Compiti da svolgere:
(1) Nel testo sulla bilateralità delle costruzioni, quale sigla viene proposta per la «denuncia unica mensile»?
(2) Continua il testo sulla bilateralità delle costruzioni dopo la sua ultima frase.

Testo di partenza:
········
A questi problemi che condizionano il nostro settore e la nostra bilateralità e che abbiamo definito esterni, bisogna aggiungere i problemi interni, più specificatamente connaturati nella sostanziale strutturazione della categoria.
Di rilievo vanno citati questi fattori che stanno incidendo non poco sul suo stato di salute:
1. la sostanziale difficoltà ad essere pienamente e totalmente rappresentanti di tutti i soggetti che compongono il nostro mondo e la nostra categoria: in quanto, si sa, la rappresentanza si misura sempre con la capacità di essere risolutivi e vincenti rispetto ai problemi della categoria;
2.la conseguente accesa conflittualità e l’esasperato tatticismo presenti nel mondo associativo delle imprese del tutto anacronistica in virtù della necessità di superare insieme la crisi ( qui per questa annotazione mi perdonerete di avere evidenziato un mio punto di vista che riconosco del tutto partigiano);
3. il relativo “campanilismo” dei livelli provinciali, di cui, va detto, nessuno è immune da responsabilità, nemmeno il Sindacato, che ha condizionato la possibilità di mettere in rete il nostro sistema bilaterale delle costruzioni. Sarebbe, invece, utile adoperarsi, con scelte condivise ed economicamente valide sul piano della strumentazione, uniformare e rendere compatibili i vari sistemi informatici, operativi su tutto il territorio nazionale, in modo da realizzare la generale adesione di tutti gli Enti territoriali e la loro totale messa in rete, senza eccezioni, mettendoli in grado di gestire la trasmissione in tempo reale di tutti i dati del settore, senza costi aggiuntivi che attualmente sono ripartiti spropositatamente per ciascuna realtà territoriale. A questo proposito sarebbe auspicabile ed utile una generale adesione di tutte le Casse Edili alla trasmissione alla Commissione nazionale della “denuncia unica mensile” che potremmo chiamare in sigla DUM uniformata nella modulistica e con lo stesso contenuto dei dati da trasmettere;
4. la gestione degli Enti Paritetici, realizzata negli anni passati, in modo spesso sregolato, ognuno per sé nella propria realtà, senza badare al preciso dimensionamento degli Enti stessi, in misura sostenibile con le proprie risorse, con il grave rischio, oggi molto diffuso, di provocare una situazione di dissesto finanziario quale prodotto dalla mancata valutazione dei costi e senza mai preoccuparsi della corretta corrispondenza delle professionalità da impegnare, nel giusto numero, alle esigenze degli Enti stessi, soprattutto nei periodi di crisi.
Lo scenario che ci si sta ponendo davanti per questo rinnovo contrattuale è costituito, quindi, da questi fattori negativi che non sono soltanto riconducibili alla crisi, ma che agiscono in accompagnamento ad essa, e che aggravano la sua presa devastante sul settore.
········
Dati archiviati:
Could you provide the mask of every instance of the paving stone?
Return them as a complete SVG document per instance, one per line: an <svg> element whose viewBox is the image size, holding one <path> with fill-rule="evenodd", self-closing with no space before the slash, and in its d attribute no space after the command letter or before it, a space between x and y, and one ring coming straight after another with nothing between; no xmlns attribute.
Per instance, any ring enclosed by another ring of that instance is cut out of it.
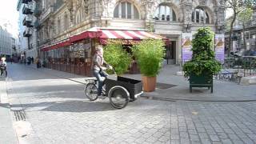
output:
<svg viewBox="0 0 256 144"><path fill-rule="evenodd" d="M222 142L223 144L233 144L233 142L230 139L222 139Z"/></svg>
<svg viewBox="0 0 256 144"><path fill-rule="evenodd" d="M201 138L201 142L203 144L211 144L211 141L209 138Z"/></svg>
<svg viewBox="0 0 256 144"><path fill-rule="evenodd" d="M209 135L209 137L212 141L220 141L218 135Z"/></svg>
<svg viewBox="0 0 256 144"><path fill-rule="evenodd" d="M198 135L201 138L207 138L209 136L207 135L206 133L198 133Z"/></svg>
<svg viewBox="0 0 256 144"><path fill-rule="evenodd" d="M182 144L190 144L190 139L189 139L189 138L181 138L181 143L182 143Z"/></svg>
<svg viewBox="0 0 256 144"><path fill-rule="evenodd" d="M180 138L188 138L189 134L187 132L180 132Z"/></svg>

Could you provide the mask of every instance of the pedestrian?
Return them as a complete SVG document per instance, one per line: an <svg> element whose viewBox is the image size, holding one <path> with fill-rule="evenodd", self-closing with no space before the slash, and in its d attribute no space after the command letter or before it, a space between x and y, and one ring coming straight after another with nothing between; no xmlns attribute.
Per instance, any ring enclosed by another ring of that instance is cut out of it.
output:
<svg viewBox="0 0 256 144"><path fill-rule="evenodd" d="M98 96L102 95L102 86L104 85L104 78L107 76L107 74L103 71L106 68L103 66L103 65L111 67L109 66L105 61L103 58L103 48L101 45L98 46L95 48L95 54L93 58L93 74L94 76L96 77L98 83Z"/></svg>
<svg viewBox="0 0 256 144"><path fill-rule="evenodd" d="M1 76L3 72L6 73L6 77L7 77L7 63L6 62L6 58L2 58L0 61L0 70L1 70Z"/></svg>

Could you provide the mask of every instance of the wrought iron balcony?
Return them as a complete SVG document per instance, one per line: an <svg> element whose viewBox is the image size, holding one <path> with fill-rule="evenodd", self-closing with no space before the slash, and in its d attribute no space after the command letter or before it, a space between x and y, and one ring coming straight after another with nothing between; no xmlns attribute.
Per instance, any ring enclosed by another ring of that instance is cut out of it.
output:
<svg viewBox="0 0 256 144"><path fill-rule="evenodd" d="M39 17L42 14L42 9L41 6L37 4L34 11L34 15L36 17Z"/></svg>
<svg viewBox="0 0 256 144"><path fill-rule="evenodd" d="M25 16L23 19L23 26L26 26L27 27L33 27L33 18L29 16Z"/></svg>
<svg viewBox="0 0 256 144"><path fill-rule="evenodd" d="M22 3L27 4L28 2L32 2L32 0L22 0Z"/></svg>
<svg viewBox="0 0 256 144"><path fill-rule="evenodd" d="M38 19L37 19L37 20L34 22L34 27L35 27L36 29L40 28L40 22L39 22L39 20L38 20Z"/></svg>
<svg viewBox="0 0 256 144"><path fill-rule="evenodd" d="M32 29L31 28L26 28L23 32L23 37L30 37L32 35Z"/></svg>
<svg viewBox="0 0 256 144"><path fill-rule="evenodd" d="M25 5L22 9L22 14L33 14L32 6Z"/></svg>
<svg viewBox="0 0 256 144"><path fill-rule="evenodd" d="M53 6L48 7L48 9L43 11L42 14L40 15L40 22L42 22L43 21L47 19L47 18L49 18L49 16L52 14L53 11L54 11Z"/></svg>

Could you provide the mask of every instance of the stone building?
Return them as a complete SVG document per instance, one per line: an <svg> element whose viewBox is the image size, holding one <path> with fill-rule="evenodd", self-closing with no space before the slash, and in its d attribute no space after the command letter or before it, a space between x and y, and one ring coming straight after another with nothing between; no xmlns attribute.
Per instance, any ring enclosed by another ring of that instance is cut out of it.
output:
<svg viewBox="0 0 256 144"><path fill-rule="evenodd" d="M223 0L36 2L42 9L42 14L38 16L39 25L37 26L40 50L66 42L70 38L92 28L134 31L150 30L154 34L169 38L170 42L166 46L166 58L172 63L178 63L181 61L182 33L193 34L202 26L210 26L216 34L224 33ZM121 32L111 32L109 34L113 36L117 33ZM133 32L129 33L130 34ZM66 46L68 44L64 45ZM58 46L54 49L62 47ZM50 54L51 56L58 55L58 53L55 53Z"/></svg>
<svg viewBox="0 0 256 144"><path fill-rule="evenodd" d="M12 54L12 35L5 27L0 26L0 57L7 58Z"/></svg>
<svg viewBox="0 0 256 144"><path fill-rule="evenodd" d="M37 30L35 14L36 1L18 0L17 10L19 12L18 29L22 59L38 57Z"/></svg>

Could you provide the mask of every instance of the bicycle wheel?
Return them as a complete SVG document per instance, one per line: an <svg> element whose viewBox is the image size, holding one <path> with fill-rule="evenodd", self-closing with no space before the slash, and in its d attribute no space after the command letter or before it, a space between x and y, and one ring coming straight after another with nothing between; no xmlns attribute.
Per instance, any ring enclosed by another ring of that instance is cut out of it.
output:
<svg viewBox="0 0 256 144"><path fill-rule="evenodd" d="M130 94L122 86L114 86L109 91L110 104L116 109L122 109L126 106L129 102Z"/></svg>
<svg viewBox="0 0 256 144"><path fill-rule="evenodd" d="M98 98L98 89L95 84L88 83L85 88L85 94L90 101L95 101Z"/></svg>

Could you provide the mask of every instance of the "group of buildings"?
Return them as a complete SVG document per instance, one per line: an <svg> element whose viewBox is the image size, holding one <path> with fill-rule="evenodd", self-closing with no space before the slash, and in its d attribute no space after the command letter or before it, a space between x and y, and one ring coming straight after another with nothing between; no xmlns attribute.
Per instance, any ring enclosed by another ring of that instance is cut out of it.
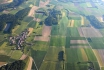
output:
<svg viewBox="0 0 104 70"><path fill-rule="evenodd" d="M23 44L25 43L28 33L29 33L28 29L25 29L24 31L21 32L21 34L17 36L10 36L9 37L10 45L16 45L15 49L21 49L23 47Z"/></svg>

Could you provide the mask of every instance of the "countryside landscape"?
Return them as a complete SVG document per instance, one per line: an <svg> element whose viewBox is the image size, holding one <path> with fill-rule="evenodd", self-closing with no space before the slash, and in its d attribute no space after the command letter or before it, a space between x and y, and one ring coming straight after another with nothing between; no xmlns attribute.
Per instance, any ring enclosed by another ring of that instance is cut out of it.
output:
<svg viewBox="0 0 104 70"><path fill-rule="evenodd" d="M104 0L0 0L0 70L104 70Z"/></svg>

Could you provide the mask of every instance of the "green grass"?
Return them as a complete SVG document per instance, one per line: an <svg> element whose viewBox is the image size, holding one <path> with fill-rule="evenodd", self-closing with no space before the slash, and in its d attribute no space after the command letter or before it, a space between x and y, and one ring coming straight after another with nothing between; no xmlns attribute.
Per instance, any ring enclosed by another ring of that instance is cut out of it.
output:
<svg viewBox="0 0 104 70"><path fill-rule="evenodd" d="M32 21L32 20L33 20L33 17L25 17L25 18L24 18L24 21L25 21L25 22L28 22L28 23L29 23L30 21Z"/></svg>
<svg viewBox="0 0 104 70"><path fill-rule="evenodd" d="M75 28L75 27L67 27L67 34L66 34L66 36L80 37L79 32L78 32L77 28Z"/></svg>
<svg viewBox="0 0 104 70"><path fill-rule="evenodd" d="M40 4L40 0L36 0L35 1L35 6L38 6L39 7L39 4Z"/></svg>
<svg viewBox="0 0 104 70"><path fill-rule="evenodd" d="M63 48L50 47L40 70L63 70L63 62L58 60L60 51L63 51Z"/></svg>
<svg viewBox="0 0 104 70"><path fill-rule="evenodd" d="M22 56L22 52L21 52L21 50L15 50L12 54L11 54L11 59L14 59L14 60L19 60L20 58L21 58L21 56ZM12 60L10 60L10 61L12 61Z"/></svg>
<svg viewBox="0 0 104 70"><path fill-rule="evenodd" d="M96 57L92 49L85 49L88 60L93 62L95 70L100 70ZM74 55L74 56L73 56ZM77 64L77 62L82 62ZM90 65L83 61L82 52L80 49L66 49L66 64L65 70L88 70Z"/></svg>
<svg viewBox="0 0 104 70"><path fill-rule="evenodd" d="M38 68L40 68L41 63L45 57L46 51L39 51L31 49L31 57L34 59Z"/></svg>
<svg viewBox="0 0 104 70"><path fill-rule="evenodd" d="M97 61L92 49L85 49L89 61Z"/></svg>
<svg viewBox="0 0 104 70"><path fill-rule="evenodd" d="M31 22L28 24L28 27L34 28L35 25L36 25L36 21L31 21Z"/></svg>
<svg viewBox="0 0 104 70"><path fill-rule="evenodd" d="M91 45L91 47L93 49L104 49L104 43L103 40L104 38L91 38L91 41L89 42L89 44Z"/></svg>
<svg viewBox="0 0 104 70"><path fill-rule="evenodd" d="M86 4L87 4L87 7L92 7L90 2L87 2Z"/></svg>
<svg viewBox="0 0 104 70"><path fill-rule="evenodd" d="M77 64L77 63L66 63L65 70L88 70L89 65L85 64Z"/></svg>
<svg viewBox="0 0 104 70"><path fill-rule="evenodd" d="M62 47L65 46L66 37L52 36L50 39L50 46Z"/></svg>
<svg viewBox="0 0 104 70"><path fill-rule="evenodd" d="M22 31L24 31L24 29L26 29L27 23L26 22L21 22L21 25L19 25L19 28L15 31L15 33L18 35L20 34Z"/></svg>
<svg viewBox="0 0 104 70"><path fill-rule="evenodd" d="M81 20L74 20L74 27L81 27Z"/></svg>
<svg viewBox="0 0 104 70"><path fill-rule="evenodd" d="M74 62L83 62L82 54L80 49L65 49L66 51L66 62L74 63ZM74 55L74 56L73 56Z"/></svg>
<svg viewBox="0 0 104 70"><path fill-rule="evenodd" d="M104 70L104 67L101 67L101 70Z"/></svg>
<svg viewBox="0 0 104 70"><path fill-rule="evenodd" d="M44 41L35 41L34 45L32 46L34 50L40 50L40 51L47 51L48 47L49 47L49 43Z"/></svg>
<svg viewBox="0 0 104 70"><path fill-rule="evenodd" d="M59 35L59 26L52 25L51 35Z"/></svg>

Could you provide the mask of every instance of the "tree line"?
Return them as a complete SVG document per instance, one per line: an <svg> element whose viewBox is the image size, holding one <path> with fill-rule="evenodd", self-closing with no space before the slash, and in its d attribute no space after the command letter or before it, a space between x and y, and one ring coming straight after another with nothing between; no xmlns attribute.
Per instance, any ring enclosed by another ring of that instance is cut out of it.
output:
<svg viewBox="0 0 104 70"><path fill-rule="evenodd" d="M1 4L0 5L0 12L3 11L3 10L5 10L5 9L8 9L8 8L14 8L16 6L19 6L24 1L27 1L27 0L13 0L13 2L11 2L9 4Z"/></svg>
<svg viewBox="0 0 104 70"><path fill-rule="evenodd" d="M90 24L95 28L104 28L104 24L102 24L94 15L87 16L87 19L90 21Z"/></svg>
<svg viewBox="0 0 104 70"><path fill-rule="evenodd" d="M57 25L58 21L62 18L61 11L52 9L49 12L49 16L45 19L44 23L48 26Z"/></svg>

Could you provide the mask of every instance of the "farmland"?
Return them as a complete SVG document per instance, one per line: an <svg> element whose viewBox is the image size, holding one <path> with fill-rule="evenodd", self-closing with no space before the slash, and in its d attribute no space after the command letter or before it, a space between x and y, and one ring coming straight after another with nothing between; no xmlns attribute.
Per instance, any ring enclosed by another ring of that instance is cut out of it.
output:
<svg viewBox="0 0 104 70"><path fill-rule="evenodd" d="M5 8L0 67L24 60L24 70L104 70L103 6L97 0L24 0Z"/></svg>

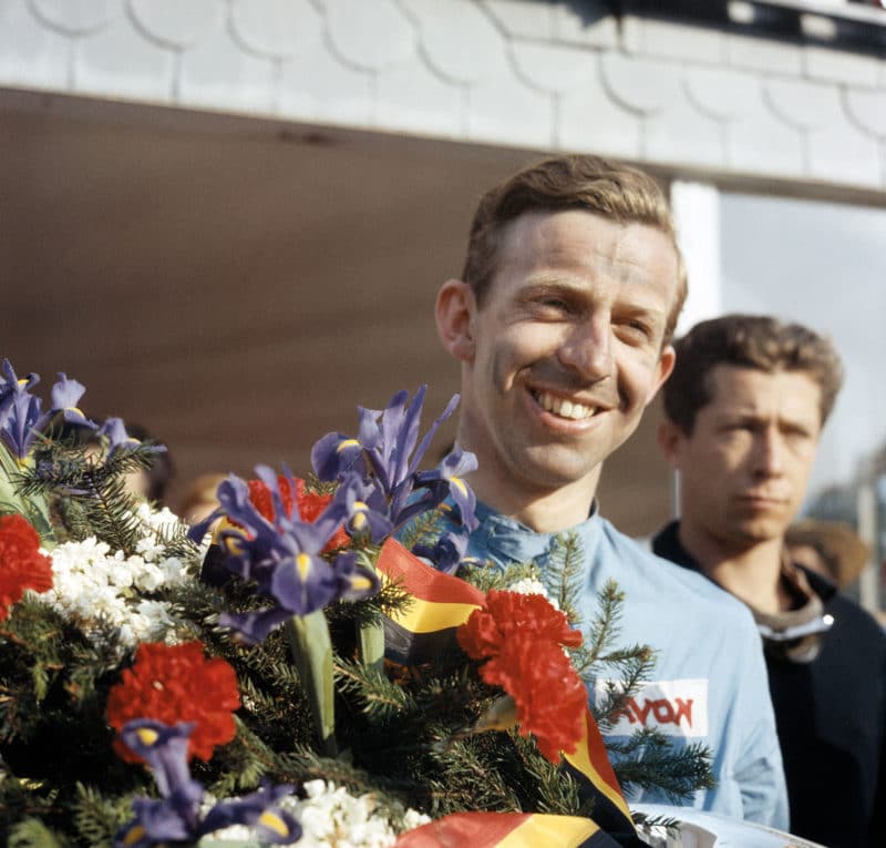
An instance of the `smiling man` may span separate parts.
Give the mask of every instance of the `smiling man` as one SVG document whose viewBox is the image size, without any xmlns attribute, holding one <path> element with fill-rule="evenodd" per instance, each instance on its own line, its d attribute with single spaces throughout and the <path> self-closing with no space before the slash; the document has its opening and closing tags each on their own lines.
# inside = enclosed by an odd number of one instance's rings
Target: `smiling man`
········
Soluzioni:
(1) DUM.

(2)
Dobbiamo essere coscienti che il loro superamento avverrà solo attraverso un profondo ripensamento dell’attuale sistema normativo che regola gli appalti e la natura industriale dei soggetti che vi concorrono, nel modo che, insieme, abbiamo suggerito nei mesi passati durante la discussione al Ministero del Lavoro sulla “Patente a punti”, discussione che pare tende ad essere ripresa con maggiore convinzione.
Per quanto riguarda il nostro settore, in considerazione della fuga che sta avvenendo dalla nostra categoria, con la conseguente diminuzione della consistenza finanziaria delle casse edili, esso ha urgente bisogno che siano fermate e regolamentate dalla contrattazione edile, tutte le lavorazioni che si realizzano nel cantiere.
I dati di cui disponiamo ci illustrano l’abbassamento drammatico degli addetti in Cassa Edile e del numero delle imprese, molte delle quali, pur strutturate e storicamente importanti, sono inesorabilmente scomparse dal mercato avendo cessato definitivamente la loro attività.
Tali dati, però, non riescono a nascondere un altro dato che si sta rendendo evidente, che è dato dalla presenza contemporanea nel cantiere di tante lavorazioni, che vengono svolte da lavoratori autonomi ed imprese subappaltatrici, formalmente non appartenenti alla nostra categoria, ma che, in virtù del loro minor costo del lavoro, acquisiscono quote importanti di lavoro che, invece, risulta essere tipicamente edile.
La nostra categoria ha sempre dimostrato un profondo rispetto per le politiche confederali, sia per quelle relative al mondo associativo delle imprese, sia per quelle sindacali.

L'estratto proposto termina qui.